Given exercise:
Rewrite the records from the line with "Target: patterned knit scarf" through the last line, keeping the requests unchanged and shifting every coordinate in the answers by -146.

*****

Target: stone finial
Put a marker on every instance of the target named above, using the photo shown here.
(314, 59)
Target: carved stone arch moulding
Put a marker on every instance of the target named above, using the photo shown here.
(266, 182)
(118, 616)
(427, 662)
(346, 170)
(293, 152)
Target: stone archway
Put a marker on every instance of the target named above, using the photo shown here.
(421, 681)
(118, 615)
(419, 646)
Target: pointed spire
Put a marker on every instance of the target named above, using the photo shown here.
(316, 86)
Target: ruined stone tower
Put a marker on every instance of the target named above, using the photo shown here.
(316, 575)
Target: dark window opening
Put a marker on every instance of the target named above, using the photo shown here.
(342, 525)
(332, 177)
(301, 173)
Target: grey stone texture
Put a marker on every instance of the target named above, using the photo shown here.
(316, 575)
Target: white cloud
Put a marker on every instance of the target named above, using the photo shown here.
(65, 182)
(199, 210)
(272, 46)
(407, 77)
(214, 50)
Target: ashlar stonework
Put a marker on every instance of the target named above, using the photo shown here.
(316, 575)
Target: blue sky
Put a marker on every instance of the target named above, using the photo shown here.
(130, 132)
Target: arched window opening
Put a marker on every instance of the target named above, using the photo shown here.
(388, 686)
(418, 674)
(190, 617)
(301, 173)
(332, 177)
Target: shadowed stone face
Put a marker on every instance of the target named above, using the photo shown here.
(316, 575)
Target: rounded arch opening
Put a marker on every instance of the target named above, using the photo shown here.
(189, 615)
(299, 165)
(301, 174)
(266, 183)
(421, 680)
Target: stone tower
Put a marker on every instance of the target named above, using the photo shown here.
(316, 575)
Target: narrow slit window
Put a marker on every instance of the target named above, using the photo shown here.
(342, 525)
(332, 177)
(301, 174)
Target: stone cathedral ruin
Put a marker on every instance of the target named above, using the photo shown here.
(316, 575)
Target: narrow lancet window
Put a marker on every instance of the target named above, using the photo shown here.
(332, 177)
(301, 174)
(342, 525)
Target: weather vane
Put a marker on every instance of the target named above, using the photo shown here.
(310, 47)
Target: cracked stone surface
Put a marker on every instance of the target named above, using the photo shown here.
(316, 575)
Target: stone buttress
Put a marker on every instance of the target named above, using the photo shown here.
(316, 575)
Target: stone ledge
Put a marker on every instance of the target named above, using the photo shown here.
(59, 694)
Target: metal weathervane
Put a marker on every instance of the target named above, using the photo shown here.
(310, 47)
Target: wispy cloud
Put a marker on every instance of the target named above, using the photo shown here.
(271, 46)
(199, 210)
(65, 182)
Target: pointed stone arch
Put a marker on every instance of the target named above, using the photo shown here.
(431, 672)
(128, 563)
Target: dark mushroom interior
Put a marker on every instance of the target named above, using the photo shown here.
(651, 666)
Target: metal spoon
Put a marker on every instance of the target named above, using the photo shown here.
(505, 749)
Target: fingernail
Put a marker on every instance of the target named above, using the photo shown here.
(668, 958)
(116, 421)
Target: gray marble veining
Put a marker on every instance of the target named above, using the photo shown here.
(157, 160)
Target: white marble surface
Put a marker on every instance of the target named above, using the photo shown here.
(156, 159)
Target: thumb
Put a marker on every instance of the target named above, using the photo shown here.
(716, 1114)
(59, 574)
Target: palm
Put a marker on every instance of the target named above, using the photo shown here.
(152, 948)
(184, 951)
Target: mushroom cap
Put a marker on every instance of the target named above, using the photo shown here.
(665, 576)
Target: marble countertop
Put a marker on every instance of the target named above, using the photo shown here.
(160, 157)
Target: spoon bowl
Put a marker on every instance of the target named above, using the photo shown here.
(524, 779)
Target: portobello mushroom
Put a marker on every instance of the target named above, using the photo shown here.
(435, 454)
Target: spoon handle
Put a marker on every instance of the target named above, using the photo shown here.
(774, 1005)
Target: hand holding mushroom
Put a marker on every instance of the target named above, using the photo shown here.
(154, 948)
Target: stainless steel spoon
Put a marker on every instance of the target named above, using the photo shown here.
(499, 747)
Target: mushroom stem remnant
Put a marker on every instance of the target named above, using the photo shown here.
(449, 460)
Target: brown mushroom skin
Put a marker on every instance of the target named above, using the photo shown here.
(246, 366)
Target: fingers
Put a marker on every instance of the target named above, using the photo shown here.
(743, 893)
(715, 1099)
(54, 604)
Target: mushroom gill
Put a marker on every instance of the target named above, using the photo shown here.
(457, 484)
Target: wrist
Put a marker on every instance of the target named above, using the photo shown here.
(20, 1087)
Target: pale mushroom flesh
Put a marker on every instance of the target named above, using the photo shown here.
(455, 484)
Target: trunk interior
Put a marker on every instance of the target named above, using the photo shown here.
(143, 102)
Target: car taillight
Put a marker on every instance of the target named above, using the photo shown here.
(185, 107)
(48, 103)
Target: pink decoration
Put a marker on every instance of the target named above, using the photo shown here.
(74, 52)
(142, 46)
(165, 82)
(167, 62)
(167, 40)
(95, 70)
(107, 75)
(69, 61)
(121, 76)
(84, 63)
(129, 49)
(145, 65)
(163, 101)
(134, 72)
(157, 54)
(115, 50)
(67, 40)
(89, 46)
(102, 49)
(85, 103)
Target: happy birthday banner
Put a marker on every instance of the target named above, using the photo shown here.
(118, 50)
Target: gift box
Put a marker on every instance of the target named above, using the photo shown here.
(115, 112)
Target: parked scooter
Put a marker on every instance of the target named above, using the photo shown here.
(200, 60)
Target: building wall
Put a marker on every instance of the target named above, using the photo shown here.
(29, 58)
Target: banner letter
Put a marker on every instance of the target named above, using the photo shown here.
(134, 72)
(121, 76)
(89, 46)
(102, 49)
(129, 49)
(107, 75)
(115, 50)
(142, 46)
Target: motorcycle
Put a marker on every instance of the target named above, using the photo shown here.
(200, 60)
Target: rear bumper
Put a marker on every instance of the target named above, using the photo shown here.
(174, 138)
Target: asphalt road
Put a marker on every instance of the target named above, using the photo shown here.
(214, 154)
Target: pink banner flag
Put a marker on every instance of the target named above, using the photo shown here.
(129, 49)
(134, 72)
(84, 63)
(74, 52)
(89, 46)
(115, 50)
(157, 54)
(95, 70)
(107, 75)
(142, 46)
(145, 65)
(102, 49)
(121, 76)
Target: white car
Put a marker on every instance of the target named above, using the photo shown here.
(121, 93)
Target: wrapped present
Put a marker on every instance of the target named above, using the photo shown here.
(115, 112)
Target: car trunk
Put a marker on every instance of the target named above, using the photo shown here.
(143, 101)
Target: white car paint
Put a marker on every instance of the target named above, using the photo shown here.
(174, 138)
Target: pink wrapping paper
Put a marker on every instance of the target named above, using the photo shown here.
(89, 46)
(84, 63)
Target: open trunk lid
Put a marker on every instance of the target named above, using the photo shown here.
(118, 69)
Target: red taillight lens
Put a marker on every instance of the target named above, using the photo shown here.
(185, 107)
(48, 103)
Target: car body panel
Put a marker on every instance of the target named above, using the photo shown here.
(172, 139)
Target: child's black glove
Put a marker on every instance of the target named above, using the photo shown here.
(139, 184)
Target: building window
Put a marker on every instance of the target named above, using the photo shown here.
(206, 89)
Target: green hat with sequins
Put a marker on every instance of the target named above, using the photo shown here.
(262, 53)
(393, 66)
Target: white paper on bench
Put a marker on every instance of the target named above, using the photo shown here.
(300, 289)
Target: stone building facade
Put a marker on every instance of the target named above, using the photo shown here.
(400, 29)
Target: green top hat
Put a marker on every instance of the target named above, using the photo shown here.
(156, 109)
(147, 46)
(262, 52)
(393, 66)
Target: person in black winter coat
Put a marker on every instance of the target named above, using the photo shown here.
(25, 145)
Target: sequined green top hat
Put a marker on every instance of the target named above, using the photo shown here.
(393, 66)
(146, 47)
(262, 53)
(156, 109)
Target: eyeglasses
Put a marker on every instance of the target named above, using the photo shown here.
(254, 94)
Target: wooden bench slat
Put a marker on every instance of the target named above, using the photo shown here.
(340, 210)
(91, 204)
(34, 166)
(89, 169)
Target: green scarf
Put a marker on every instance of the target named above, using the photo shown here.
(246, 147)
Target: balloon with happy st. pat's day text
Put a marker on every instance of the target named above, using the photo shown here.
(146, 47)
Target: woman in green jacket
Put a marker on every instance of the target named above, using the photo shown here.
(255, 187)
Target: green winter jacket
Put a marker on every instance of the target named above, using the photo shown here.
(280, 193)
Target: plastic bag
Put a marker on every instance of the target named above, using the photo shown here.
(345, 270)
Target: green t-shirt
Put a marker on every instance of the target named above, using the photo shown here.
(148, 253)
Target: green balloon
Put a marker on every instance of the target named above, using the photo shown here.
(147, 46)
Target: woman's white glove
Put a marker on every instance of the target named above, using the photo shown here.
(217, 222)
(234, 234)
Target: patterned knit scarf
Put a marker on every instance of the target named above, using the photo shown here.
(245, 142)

*****

Task result:
Target: patterned knit scarf
Put a marker on every instance of the target named above, using the photo shown here.
(99, -4)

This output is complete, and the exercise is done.